**Task requirements**
State how many lines of the entries hold the string "marble", and output nothing but that count.

**Material for this task**
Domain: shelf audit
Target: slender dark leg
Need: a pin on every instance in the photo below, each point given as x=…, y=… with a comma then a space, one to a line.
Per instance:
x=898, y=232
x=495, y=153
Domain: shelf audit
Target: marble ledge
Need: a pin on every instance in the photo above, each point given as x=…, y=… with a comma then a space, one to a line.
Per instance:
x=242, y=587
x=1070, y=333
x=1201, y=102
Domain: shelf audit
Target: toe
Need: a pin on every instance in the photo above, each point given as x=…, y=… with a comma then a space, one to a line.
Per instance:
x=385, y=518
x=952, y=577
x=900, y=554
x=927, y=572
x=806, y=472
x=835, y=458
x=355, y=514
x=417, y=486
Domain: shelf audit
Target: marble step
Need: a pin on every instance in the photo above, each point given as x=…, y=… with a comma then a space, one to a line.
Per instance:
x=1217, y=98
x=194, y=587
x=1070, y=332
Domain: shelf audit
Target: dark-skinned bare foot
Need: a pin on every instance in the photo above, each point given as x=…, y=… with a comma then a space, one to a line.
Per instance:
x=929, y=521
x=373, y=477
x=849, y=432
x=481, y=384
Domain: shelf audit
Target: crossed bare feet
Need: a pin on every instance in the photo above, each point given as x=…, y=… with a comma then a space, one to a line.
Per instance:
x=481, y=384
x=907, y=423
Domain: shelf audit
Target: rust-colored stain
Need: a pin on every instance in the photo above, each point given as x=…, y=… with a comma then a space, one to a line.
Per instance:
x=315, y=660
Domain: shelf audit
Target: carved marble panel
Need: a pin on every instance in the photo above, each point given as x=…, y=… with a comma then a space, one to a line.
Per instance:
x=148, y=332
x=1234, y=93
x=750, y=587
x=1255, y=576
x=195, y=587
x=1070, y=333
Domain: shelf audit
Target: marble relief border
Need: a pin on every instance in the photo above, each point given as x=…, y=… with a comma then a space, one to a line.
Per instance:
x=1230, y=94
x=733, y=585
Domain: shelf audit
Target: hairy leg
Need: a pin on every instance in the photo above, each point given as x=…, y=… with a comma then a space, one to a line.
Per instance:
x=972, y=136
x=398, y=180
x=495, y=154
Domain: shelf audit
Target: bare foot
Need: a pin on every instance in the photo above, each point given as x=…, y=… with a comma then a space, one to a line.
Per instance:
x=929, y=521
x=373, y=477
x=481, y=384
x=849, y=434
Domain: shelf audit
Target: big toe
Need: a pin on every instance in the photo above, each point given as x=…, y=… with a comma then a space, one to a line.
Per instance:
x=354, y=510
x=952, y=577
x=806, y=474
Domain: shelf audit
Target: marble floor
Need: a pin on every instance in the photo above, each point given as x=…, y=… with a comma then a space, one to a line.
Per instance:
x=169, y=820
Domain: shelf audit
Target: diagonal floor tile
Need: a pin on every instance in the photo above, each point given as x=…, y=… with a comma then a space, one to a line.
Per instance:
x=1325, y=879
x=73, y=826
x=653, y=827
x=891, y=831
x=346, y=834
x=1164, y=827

**Answer to the problem**
5